WHAT YOU HAVE TO DO
Please convert every line of the rows below into a JSON list of strings, one string per line, and leave out any blank lines.

── RECORDS TO USE ──

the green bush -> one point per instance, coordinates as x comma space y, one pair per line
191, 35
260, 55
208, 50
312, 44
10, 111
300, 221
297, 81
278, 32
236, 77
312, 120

───

EXERCISE OUTPUT
[
  "the green bush -> one point per instance, coordinates as x comma space y, one pair per line",
  "191, 35",
  "260, 55",
  "208, 50",
  "312, 44",
  "10, 111",
  "300, 221",
  "297, 81",
  "278, 32",
  "236, 77",
  "312, 120"
]